▸ **To do**
Can you update the listing below by swapping every "rough mask" for "coarse mask" and leaving everything else as it is? Omit the pictures from your reply.

Segmentation mask data
● ● ● ●
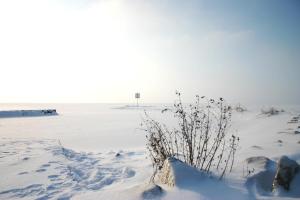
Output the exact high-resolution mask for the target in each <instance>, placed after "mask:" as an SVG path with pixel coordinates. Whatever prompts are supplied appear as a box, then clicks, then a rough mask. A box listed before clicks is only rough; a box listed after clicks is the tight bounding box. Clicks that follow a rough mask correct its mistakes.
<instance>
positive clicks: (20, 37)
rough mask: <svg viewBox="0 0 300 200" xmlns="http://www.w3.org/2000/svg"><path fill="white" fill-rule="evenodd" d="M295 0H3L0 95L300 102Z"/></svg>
mask: <svg viewBox="0 0 300 200" xmlns="http://www.w3.org/2000/svg"><path fill="white" fill-rule="evenodd" d="M299 10H300V2H299V1H297V0H288V1H280V0H266V1H260V0H253V1H236V0H230V1H226V2H225V1H202V0H199V1H196V0H191V1H177V0H175V1H174V0H173V1H171V0H163V1H159V0H153V1H146V0H142V1H136V0H134V1H130V0H111V1H108V0H76V1H71V0H62V1H59V0H52V1H51V0H28V1H22V0H11V1H1V2H0V27H1V31H0V70H1V79H0V91H1V95H0V103H1V102H2V103H81V102H82V103H120V102H125V103H126V102H127V103H131V102H132V103H134V102H135V100H134V93H135V92H141V102H142V103H161V102H166V103H172V102H173V101H174V99H175V98H176V96H175V91H176V90H178V91H180V92H182V93H183V99H184V101H185V102H190V101H193V99H194V96H195V95H196V94H199V95H205V96H208V97H212V98H218V97H224V98H225V99H226V100H227V101H228V102H240V103H242V104H260V105H263V104H264V105H273V104H299V103H300V92H299V91H300V89H299V86H300V66H299V64H300V38H299V35H300V12H299Z"/></svg>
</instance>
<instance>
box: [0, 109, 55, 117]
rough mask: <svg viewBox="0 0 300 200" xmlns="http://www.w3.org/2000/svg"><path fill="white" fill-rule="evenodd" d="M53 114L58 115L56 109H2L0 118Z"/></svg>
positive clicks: (38, 116) (44, 115) (28, 116)
mask: <svg viewBox="0 0 300 200" xmlns="http://www.w3.org/2000/svg"><path fill="white" fill-rule="evenodd" d="M53 115H58V113H57V112H56V109H43V110H8V111H0V118H10V117H40V116H53Z"/></svg>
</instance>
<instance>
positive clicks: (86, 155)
mask: <svg viewBox="0 0 300 200" xmlns="http://www.w3.org/2000/svg"><path fill="white" fill-rule="evenodd" d="M162 107H163V106H162V105H151V106H145V107H141V108H140V109H136V108H134V109H133V107H131V106H126V105H116V104H114V105H110V104H65V105H64V104H57V105H55V104H54V105H46V104H45V105H42V104H40V105H35V104H25V105H13V104H8V105H4V104H2V105H0V110H20V109H44V108H55V109H56V110H57V112H58V113H59V115H58V116H49V117H46V118H45V117H33V118H28V117H26V118H1V119H0V172H1V176H0V199H19V198H24V199H69V198H72V199H141V198H142V196H141V193H142V191H143V189H144V188H145V187H146V186H145V185H146V184H147V183H148V181H149V179H150V176H151V174H152V165H151V162H150V160H149V159H148V158H147V152H146V148H145V135H144V133H143V132H142V131H141V130H140V129H139V128H140V122H141V117H142V116H143V110H144V109H146V110H148V112H149V113H150V115H151V116H155V118H159V117H161V116H160V111H159V109H160V108H162ZM278 108H279V109H284V110H285V112H282V113H279V114H278V115H274V116H267V115H262V114H260V107H255V108H250V107H249V108H248V109H249V111H246V112H242V113H239V112H234V113H233V118H232V127H231V131H232V132H233V133H235V134H237V135H238V136H239V137H240V139H241V141H240V145H239V149H238V152H237V155H236V164H235V167H234V169H233V172H232V173H231V174H229V175H228V176H226V178H225V180H224V181H222V182H219V181H215V180H202V181H200V182H199V184H194V185H191V186H186V187H175V188H168V187H167V186H163V189H164V190H165V194H164V195H163V196H160V197H159V198H161V199H273V198H275V197H274V195H271V194H270V193H264V192H260V191H259V188H257V187H256V186H253V184H252V185H251V184H250V182H251V181H249V180H252V179H250V177H253V175H255V174H257V173H258V172H260V170H265V169H262V168H263V167H262V166H260V164H261V162H262V160H264V159H261V158H257V159H256V158H253V157H257V156H260V157H261V156H264V157H267V158H269V159H270V163H273V161H277V160H278V159H279V157H280V156H282V155H287V156H289V157H290V158H292V159H294V160H296V161H297V162H298V163H300V134H295V133H296V132H297V131H299V129H300V128H299V126H300V119H299V120H293V117H298V116H299V115H300V107H299V106H289V107H287V106H282V107H278ZM249 158H252V159H250V160H249ZM247 159H248V160H247ZM255 160H257V161H258V162H253V161H255ZM249 170H250V171H251V173H250V174H248V171H249ZM275 196H276V195H275ZM276 198H279V199H288V198H296V197H294V196H291V195H290V196H289V195H283V196H277V197H276Z"/></svg>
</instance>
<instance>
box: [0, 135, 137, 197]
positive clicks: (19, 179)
mask: <svg viewBox="0 0 300 200" xmlns="http://www.w3.org/2000/svg"><path fill="white" fill-rule="evenodd" d="M2 140H4V141H1V143H0V152H2V153H3V156H1V159H0V167H1V169H2V170H4V171H3V174H2V173H1V176H2V177H1V182H0V186H1V187H0V199H16V198H17V199H18V198H26V199H69V198H72V197H74V196H77V195H78V194H80V193H84V192H88V191H99V190H102V189H103V188H106V187H109V186H111V185H113V184H118V183H120V182H124V181H126V180H127V179H128V180H129V179H130V178H132V177H134V176H135V170H134V169H133V168H132V167H130V166H126V165H125V164H124V165H123V164H121V163H120V162H124V163H126V162H128V159H129V160H130V159H131V157H133V158H134V155H131V156H126V154H125V153H124V157H123V158H118V160H115V157H114V156H113V155H112V154H110V153H108V154H100V155H99V154H94V153H85V152H75V151H73V150H71V149H67V148H64V147H62V146H60V145H58V143H57V141H56V140H36V141H35V140H17V141H10V140H9V139H2ZM16 146H17V147H18V148H16ZM135 159H136V158H135ZM4 161H5V162H4ZM24 170H26V171H24ZM12 177H13V178H12ZM10 182H13V183H14V184H11V183H10ZM16 183H18V184H16Z"/></svg>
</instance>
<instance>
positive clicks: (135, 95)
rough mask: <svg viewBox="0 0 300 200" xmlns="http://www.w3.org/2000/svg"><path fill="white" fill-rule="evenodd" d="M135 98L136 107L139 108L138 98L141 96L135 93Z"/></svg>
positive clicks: (137, 92)
mask: <svg viewBox="0 0 300 200" xmlns="http://www.w3.org/2000/svg"><path fill="white" fill-rule="evenodd" d="M135 98H136V106H137V107H138V106H139V98H141V94H140V93H139V92H137V93H135Z"/></svg>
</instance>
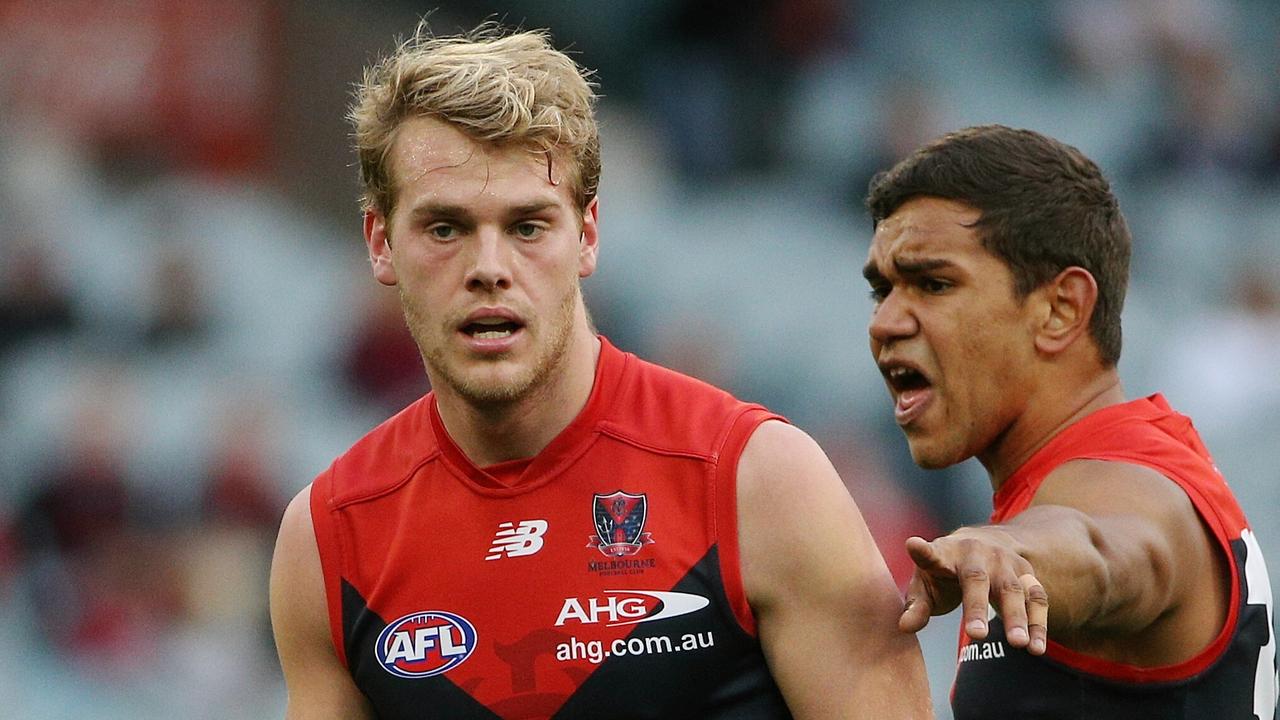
● ● ● ●
▸ **Task answer**
Output the exact high-resolution mask for the target in each <instance>, placed after "mask:" as an SVG path with pixel coordinates. Whatever prompts are supplied appear as a box, then clicks, then a coarse mask. A box listed before clicks is only rough; a box listed after clicks is the tight bounding box. Clicks that follow a coarse mask correct its mistakes.
<instance>
positive clicks: (20, 37)
coarse mask: <svg viewBox="0 0 300 200" xmlns="http://www.w3.org/2000/svg"><path fill="white" fill-rule="evenodd" d="M295 0H3L0 95L300 102Z"/></svg>
mask: <svg viewBox="0 0 300 200" xmlns="http://www.w3.org/2000/svg"><path fill="white" fill-rule="evenodd" d="M299 10H300V2H299V1H297V0H288V1H280V0H266V1H260V0H253V1H236V0H230V1H226V2H225V1H202V0H199V1H196V0H191V1H177V0H175V1H174V0H173V1H171V0H163V1H159V0H153V1H146V0H142V1H136V0H134V1H130V0H111V1H108V0H76V1H71V0H62V1H59V0H52V1H51V0H28V1H22V0H11V1H1V2H0V27H1V31H0V70H1V79H0V91H1V95H0V103H1V102H2V103H81V102H82V103H120V102H125V103H126V102H127V103H131V102H132V103H134V102H135V100H134V93H135V92H141V102H142V103H161V102H166V103H172V102H173V101H174V99H175V98H176V96H175V91H176V90H178V91H180V92H182V93H183V99H184V101H185V102H190V101H193V99H194V96H195V95H196V94H199V95H205V96H208V97H212V98H218V97H224V98H225V99H226V100H227V101H228V102H240V103H242V104H260V105H263V104H264V105H273V104H299V103H300V92H299V91H300V89H299V86H300V66H299V64H300V38H299V35H300V12H299Z"/></svg>
</instance>
<instance>
box: [0, 109, 55, 117]
coarse mask: <svg viewBox="0 0 300 200" xmlns="http://www.w3.org/2000/svg"><path fill="white" fill-rule="evenodd" d="M53 114L58 115L56 109H2L0 118Z"/></svg>
positive clicks: (38, 116) (44, 115) (28, 116)
mask: <svg viewBox="0 0 300 200" xmlns="http://www.w3.org/2000/svg"><path fill="white" fill-rule="evenodd" d="M53 115H58V113H57V112H56V109H43V110H8V111H0V118H10V117H40V116H53Z"/></svg>
</instance>
<instance>
positive clicks: (86, 155)
mask: <svg viewBox="0 0 300 200" xmlns="http://www.w3.org/2000/svg"><path fill="white" fill-rule="evenodd" d="M162 107H163V106H162V105H151V106H145V107H141V108H140V109H136V108H134V109H133V107H131V106H126V105H116V104H114V105H110V104H65V105H64V104H57V105H55V104H54V105H46V104H45V105H42V104H40V105H35V104H25V105H13V104H8V105H4V104H2V105H0V110H20V109H44V108H55V109H56V110H57V112H58V113H59V115H58V116H49V117H46V118H45V117H33V118H28V117H26V118H1V119H0V172H1V176H0V199H19V198H24V199H69V198H72V199H141V198H142V196H141V193H142V191H143V189H144V188H145V187H146V186H145V185H146V184H147V183H148V181H149V179H150V176H151V174H152V165H151V162H150V160H149V159H148V158H147V152H146V148H145V135H144V133H143V132H142V131H141V130H140V129H139V128H140V122H141V117H142V116H143V110H144V109H146V110H148V112H149V113H150V115H151V116H155V118H159V117H161V116H160V111H159V109H160V108H162ZM278 108H279V109H284V110H285V112H282V113H279V114H278V115H274V116H267V115H262V114H260V107H255V108H250V107H249V108H248V109H249V111H246V112H242V113H239V112H234V113H233V118H232V127H231V131H232V132H233V133H235V134H237V135H238V136H239V137H240V139H241V141H240V145H239V149H238V152H237V155H236V164H235V167H234V169H233V172H232V173H231V174H229V175H228V176H226V178H225V180H224V181H222V182H219V181H215V180H202V181H200V182H199V184H194V185H191V186H186V187H175V188H168V187H167V186H163V189H164V190H165V194H164V195H163V196H160V197H159V198H161V199H273V198H275V197H274V195H271V194H270V193H264V192H260V191H259V188H257V187H256V186H253V184H252V185H251V184H250V182H251V181H249V180H252V179H250V177H253V175H255V174H257V173H258V172H260V170H265V169H262V168H263V167H262V166H260V164H261V162H262V160H264V159H261V158H257V159H256V158H253V157H257V156H260V157H261V156H264V157H267V158H269V159H270V163H273V161H277V160H278V159H279V157H280V156H282V155H287V156H289V157H290V158H292V159H294V160H296V161H297V162H298V163H300V134H295V133H296V132H297V131H299V129H300V128H299V126H300V119H299V120H293V117H298V116H299V115H300V107H299V106H289V107H287V106H282V107H278ZM249 158H252V159H250V160H249ZM247 159H248V160H247ZM255 160H257V161H258V162H253V161H255ZM249 170H250V171H251V173H250V174H248V171H249ZM275 196H276V195H275ZM276 198H279V199H288V198H296V197H294V196H291V195H290V196H289V195H283V196H277V197H276Z"/></svg>
</instance>
<instance>
box: [0, 135, 137, 197]
positive clicks: (19, 179)
mask: <svg viewBox="0 0 300 200" xmlns="http://www.w3.org/2000/svg"><path fill="white" fill-rule="evenodd" d="M2 140H4V141H1V143H0V152H2V153H3V156H1V159H0V167H1V169H2V170H4V171H3V174H2V173H1V176H2V177H1V182H0V186H1V187H0V199H16V198H17V199H18V198H26V199H69V198H72V197H74V196H77V195H78V194H80V193H84V192H88V191H99V190H102V189H103V188H106V187H109V186H111V185H113V184H118V183H120V182H124V181H126V180H127V179H128V180H129V179H130V178H132V177H134V176H135V170H134V169H133V168H132V167H130V166H126V165H125V164H124V165H123V164H121V163H120V162H124V163H126V162H128V159H129V160H130V159H131V157H133V158H134V155H131V156H126V154H125V153H124V157H123V158H118V160H115V157H114V156H113V155H112V154H110V153H108V154H100V155H99V154H94V153H85V152H75V151H73V150H71V149H67V148H64V147H62V146H60V145H58V143H57V141H56V140H36V141H35V140H17V141H10V140H9V139H2ZM16 146H17V147H18V148H16ZM135 159H136V158H135ZM4 161H5V162H4ZM24 170H26V171H24ZM12 177H13V178H12ZM10 182H13V183H14V184H11V183H10ZM16 183H18V184H16Z"/></svg>
</instance>
<instance>
positive clicks: (135, 95)
coarse mask: <svg viewBox="0 0 300 200" xmlns="http://www.w3.org/2000/svg"><path fill="white" fill-rule="evenodd" d="M135 98L136 107L139 108L138 98L141 96L135 93Z"/></svg>
positive clicks: (137, 92)
mask: <svg viewBox="0 0 300 200" xmlns="http://www.w3.org/2000/svg"><path fill="white" fill-rule="evenodd" d="M135 98H136V106H137V107H138V106H139V98H141V94H140V93H139V92H137V93H135Z"/></svg>
</instance>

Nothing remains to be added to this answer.